** DATA EXTRACT follows **
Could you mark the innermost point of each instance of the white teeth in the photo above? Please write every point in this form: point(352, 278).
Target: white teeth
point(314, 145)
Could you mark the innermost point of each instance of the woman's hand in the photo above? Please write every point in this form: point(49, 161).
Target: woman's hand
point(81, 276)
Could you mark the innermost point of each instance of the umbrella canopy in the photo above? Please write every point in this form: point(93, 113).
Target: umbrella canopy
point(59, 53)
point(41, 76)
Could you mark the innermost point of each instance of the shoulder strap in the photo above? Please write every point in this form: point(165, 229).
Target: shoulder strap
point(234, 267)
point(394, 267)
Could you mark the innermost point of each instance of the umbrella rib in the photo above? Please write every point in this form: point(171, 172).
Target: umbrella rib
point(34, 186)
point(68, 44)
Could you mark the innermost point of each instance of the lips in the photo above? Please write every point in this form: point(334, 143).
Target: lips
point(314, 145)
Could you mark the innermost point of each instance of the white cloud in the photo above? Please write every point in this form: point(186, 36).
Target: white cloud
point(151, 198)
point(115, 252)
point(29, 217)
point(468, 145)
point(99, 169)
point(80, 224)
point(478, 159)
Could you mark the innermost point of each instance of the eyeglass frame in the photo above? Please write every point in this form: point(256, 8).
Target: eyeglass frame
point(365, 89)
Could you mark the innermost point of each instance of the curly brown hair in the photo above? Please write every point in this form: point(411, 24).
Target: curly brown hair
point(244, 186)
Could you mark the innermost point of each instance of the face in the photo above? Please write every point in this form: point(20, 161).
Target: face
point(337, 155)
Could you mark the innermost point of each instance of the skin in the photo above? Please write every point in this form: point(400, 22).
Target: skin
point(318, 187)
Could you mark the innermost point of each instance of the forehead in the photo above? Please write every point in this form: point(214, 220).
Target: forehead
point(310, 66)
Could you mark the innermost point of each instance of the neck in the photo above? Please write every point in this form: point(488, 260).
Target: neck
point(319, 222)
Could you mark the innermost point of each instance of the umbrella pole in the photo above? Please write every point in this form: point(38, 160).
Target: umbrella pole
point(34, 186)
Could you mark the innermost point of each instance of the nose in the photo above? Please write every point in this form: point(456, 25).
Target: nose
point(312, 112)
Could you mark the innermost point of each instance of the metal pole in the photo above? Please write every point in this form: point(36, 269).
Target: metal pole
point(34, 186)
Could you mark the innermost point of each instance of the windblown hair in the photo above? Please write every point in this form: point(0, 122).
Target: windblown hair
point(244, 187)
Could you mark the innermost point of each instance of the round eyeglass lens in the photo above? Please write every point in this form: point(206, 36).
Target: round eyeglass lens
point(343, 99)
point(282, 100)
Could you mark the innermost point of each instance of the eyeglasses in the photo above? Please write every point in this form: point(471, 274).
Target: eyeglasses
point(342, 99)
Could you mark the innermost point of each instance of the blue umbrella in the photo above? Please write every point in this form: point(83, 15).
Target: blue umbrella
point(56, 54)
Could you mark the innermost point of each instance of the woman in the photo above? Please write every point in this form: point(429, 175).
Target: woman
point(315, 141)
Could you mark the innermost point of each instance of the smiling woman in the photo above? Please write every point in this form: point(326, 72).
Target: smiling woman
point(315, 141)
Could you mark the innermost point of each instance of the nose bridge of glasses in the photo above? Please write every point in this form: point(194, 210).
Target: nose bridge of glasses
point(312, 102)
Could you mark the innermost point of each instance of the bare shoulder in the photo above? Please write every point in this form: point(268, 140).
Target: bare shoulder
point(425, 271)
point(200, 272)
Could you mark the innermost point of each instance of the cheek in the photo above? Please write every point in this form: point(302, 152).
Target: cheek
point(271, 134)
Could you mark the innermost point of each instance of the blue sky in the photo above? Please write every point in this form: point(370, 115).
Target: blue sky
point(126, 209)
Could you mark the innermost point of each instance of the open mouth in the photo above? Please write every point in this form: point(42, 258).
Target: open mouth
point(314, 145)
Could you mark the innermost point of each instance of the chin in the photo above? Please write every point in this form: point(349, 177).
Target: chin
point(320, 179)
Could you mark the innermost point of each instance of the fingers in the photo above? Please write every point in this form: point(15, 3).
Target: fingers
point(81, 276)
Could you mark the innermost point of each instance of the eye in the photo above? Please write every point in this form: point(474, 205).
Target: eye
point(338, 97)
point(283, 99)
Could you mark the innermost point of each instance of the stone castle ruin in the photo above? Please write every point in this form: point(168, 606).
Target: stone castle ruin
** End of DATA EXTRACT **
** DATA EXTRACT follows **
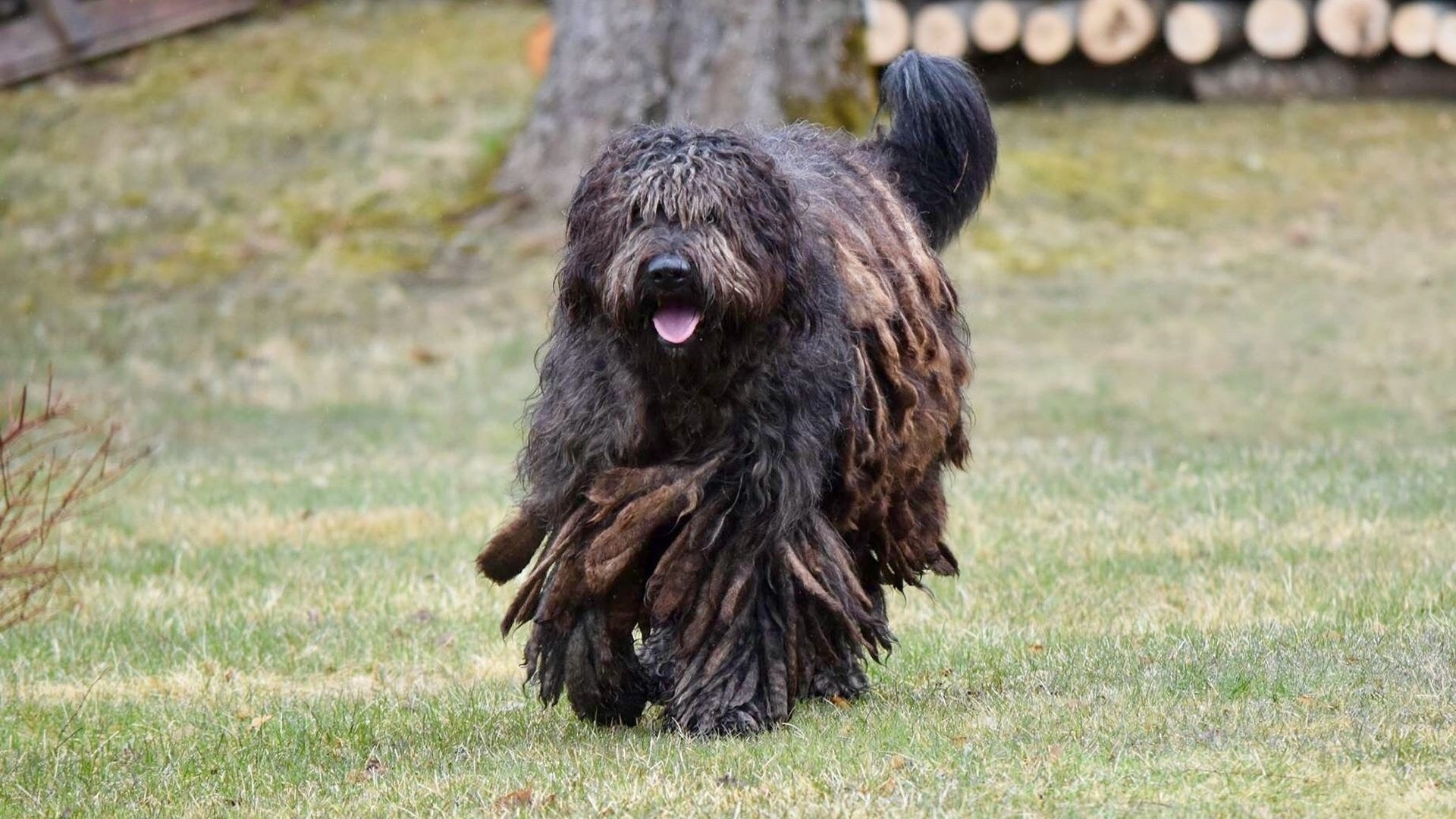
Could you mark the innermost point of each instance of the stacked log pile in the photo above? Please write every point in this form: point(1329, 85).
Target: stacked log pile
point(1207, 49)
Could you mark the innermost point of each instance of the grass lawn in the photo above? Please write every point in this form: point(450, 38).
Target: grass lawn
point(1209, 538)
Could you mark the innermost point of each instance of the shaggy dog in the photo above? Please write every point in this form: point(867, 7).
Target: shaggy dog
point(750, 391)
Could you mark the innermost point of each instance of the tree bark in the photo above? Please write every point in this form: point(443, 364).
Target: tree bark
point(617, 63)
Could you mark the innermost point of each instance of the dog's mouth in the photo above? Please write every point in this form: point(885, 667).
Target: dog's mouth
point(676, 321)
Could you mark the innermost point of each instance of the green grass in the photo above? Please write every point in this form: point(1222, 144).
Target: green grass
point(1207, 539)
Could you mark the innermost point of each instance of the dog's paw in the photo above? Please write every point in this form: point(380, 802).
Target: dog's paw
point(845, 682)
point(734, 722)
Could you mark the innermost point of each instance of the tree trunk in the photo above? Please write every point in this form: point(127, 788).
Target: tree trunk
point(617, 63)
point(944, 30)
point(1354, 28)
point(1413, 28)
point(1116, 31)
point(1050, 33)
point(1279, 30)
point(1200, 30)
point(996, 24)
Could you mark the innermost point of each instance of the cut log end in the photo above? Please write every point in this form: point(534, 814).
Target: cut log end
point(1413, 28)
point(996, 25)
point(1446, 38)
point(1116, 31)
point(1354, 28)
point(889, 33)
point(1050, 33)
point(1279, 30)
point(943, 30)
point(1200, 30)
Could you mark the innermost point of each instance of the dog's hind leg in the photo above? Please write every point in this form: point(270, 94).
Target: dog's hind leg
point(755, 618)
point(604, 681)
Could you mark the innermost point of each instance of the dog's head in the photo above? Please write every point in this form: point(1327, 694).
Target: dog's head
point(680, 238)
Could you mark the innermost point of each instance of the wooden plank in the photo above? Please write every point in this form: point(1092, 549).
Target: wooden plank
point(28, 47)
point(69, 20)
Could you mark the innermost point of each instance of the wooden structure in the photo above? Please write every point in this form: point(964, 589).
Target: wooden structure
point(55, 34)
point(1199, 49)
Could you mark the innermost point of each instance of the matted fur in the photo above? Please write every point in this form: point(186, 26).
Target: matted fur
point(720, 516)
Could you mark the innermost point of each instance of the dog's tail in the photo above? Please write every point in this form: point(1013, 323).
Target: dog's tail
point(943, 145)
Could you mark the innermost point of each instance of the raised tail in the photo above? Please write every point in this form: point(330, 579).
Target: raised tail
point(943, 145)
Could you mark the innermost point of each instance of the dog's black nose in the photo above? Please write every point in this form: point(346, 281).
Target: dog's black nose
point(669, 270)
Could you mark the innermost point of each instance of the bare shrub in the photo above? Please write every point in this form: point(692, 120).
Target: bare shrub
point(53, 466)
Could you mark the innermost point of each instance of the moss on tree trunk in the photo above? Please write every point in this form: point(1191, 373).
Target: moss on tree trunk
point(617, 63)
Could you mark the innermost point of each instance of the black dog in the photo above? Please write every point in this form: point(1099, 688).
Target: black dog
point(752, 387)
** End of DATA EXTRACT **
#### [WHAT THE TASK REQUIRES]
Return the span of lines in the data above that opens at the line with "form: point(268, 140)." and closes at the line with "form: point(15, 3).", exactly, ends included, nothing else.

#### [PROBLEM SOLUTION]
Could you mark the innermost point of each instance of the bare shoulder in the photo above? Please write every point in this form: point(268, 140).
Target: bare shoulder
point(425, 271)
point(200, 272)
Could you mark the innermost point of each instance of the cheek in the photo above? Please write every point in this form: point(302, 152).
Target: cheek
point(271, 134)
Could you mark the innermost point of each instance of the blue sky in the photo above? Please write every point in this form: point(370, 115).
Target: blue sky
point(126, 209)
Could you mark the innermost point of each instance of the open mouth in the photo above? Please write every point in this form: point(42, 258).
Target: open mouth
point(314, 145)
Could you mark the innermost point of each instance of the chin in the photo above? Please write every point in this form: point(349, 177).
Target: chin
point(320, 179)
Could you mark the innermost point of each instance of the fingers in the photo above? Please write every point in this form: point(15, 3).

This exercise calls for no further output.